> EXERCISE AIM:
Copy out each line of the records below that contains the word "position".

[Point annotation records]
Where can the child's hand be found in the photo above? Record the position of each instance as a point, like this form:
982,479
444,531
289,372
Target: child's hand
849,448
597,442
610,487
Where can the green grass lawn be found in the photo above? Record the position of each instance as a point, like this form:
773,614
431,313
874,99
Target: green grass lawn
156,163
==
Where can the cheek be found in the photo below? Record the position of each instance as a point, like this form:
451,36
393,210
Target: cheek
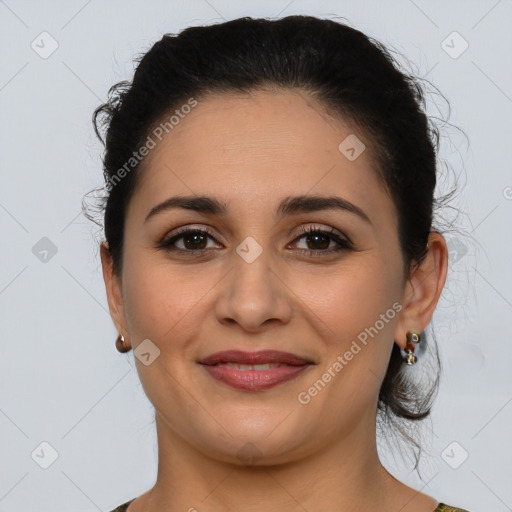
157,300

> EXPECTED ANSWER:
Where can the child's hand be found in the photo above? Record the position of each instance as a point, like this form:
Where can the green grass lawn be found in the photo above? Record the position of each instance as a point, like this form:
Where can the cheek be found in the photo below? Record the position of each instance as a point, like this form:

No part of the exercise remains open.